Texto para analizar:
----

Vivimos no con gusto una vida dosificada, pautada, intervenida. Con la tristeza de la cara de un funcionario en paro y la esperanza de que mañana, quizá (o quizá no), el estado de las cosas sea otro. Todo puede cambiar, todo está cambiando. O no, y se hace verdad el lampedusismo sanitario, y todo cambia para que no cambie nada.

Así de marzo hasta ahora, así de ahora hasta… ¿cuándo?

El peor terrorismo es el doméstico, el cotidiano, la guerra moral de guerrillas que no tolera aliento, siquiera, para aliviar el alma en un suspiro y mirar atrás. La permanente trinchera que es la vida hoy día no conoce precedente, ni literario, ni periodístico.

Vivimos en una guerra invisible frente a un mal, minúsculo en su superficie, y mayúsculo en su potencialidad para la siembra de la desgracia. Décadas esperando el fin del mundo y este acontece de la forma más estúpida: con un virus imperceptible (¡como la estupidez!) que penetra sin darnos cuenta.

----

Material recopilado:
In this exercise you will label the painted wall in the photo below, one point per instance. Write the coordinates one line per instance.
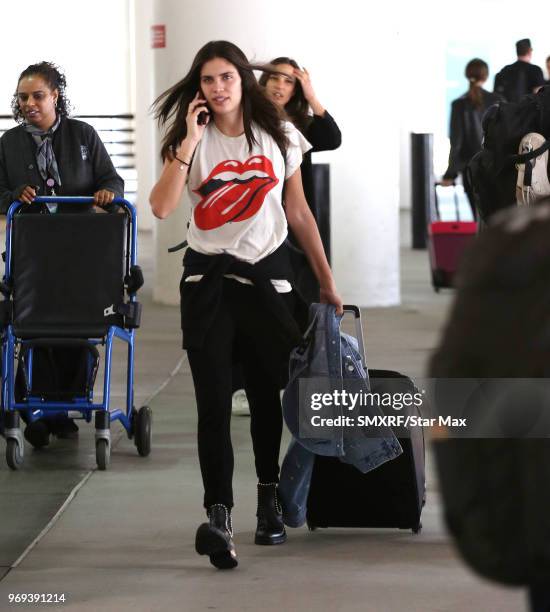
(337, 47)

----

Lista de tareas:
#1 Transcribe del texto sobre la vida bajo el virus el fragmento que abre con las palabras que contienen "Vivimos en una" y cierra con "sin darnos cuenta.".
#2 Continúa, por favor, el texto sobre la vida bajo el virus a partir de su última frase.

Respuestas obtenidas:
#1
Vivimos en una guerra invisible frente a un mal, minúsculo en su superficie, y mayúsculo en su potencialidad para la siembra de la desgracia. Décadas esperando el fin del mundo y este acontece de la forma más estúpida: con un virus imperceptible (¡como la estupidez!) que penetra sin darnos cuenta.

#2
El mal, con cita en Arthur Rimbaud, es siempre vacío y anterior. Sólo podemos conocerlo cuando ya ha sido, nunca cuando es. Vive en el presente, pero su presente es nuestro pasado. Por eso las desgracias se lloran siempre de manera tardía, siempre con la vista en el retrovisor.

Y en este clima de tristeza e intervención, de Corea del Norte con perdida ambición nuclear, bajo las bengalas del fuego farmacéutico y en el quinto conflicto del capitalismo entre la Unión Europea y la industria, surge un gran interrogante. ¿Para qué sirven las leyes? ¿Para qué sirve el Derecho?

¿Para qué sirven las leyes? Contestamos, no sin pesadumbre. Para poco, para nada

De nuevo, el retorno al origen, a la pregunta incontestada que transcurre en toda la historia, desde Platón hasta Piero Calamandrei, desde Aristóteles hasta el más gris y desconocido legislador de la última caverna parlamentaria. ¿Para qué sirven las leyes?

Contestamos, no sin pesadumbre. Para poco, para nada.

La realidad presente no escenifica un nuevo y shakesperiano asesinato de Montesquieu. No. El peligro mortal de este atrezo de reales decretos, estados de alarma, circulares e instrucciones ministeriales, es que convierte a los espectadores en protagonistas de la obra y, como en el teatro en el teatro del mismo William Shakespeare, o la literatura en la literatura de Marcel Proust, aquí y ahora ya es difícil descubrir quién sirve a quién, y para qué sirve el qué.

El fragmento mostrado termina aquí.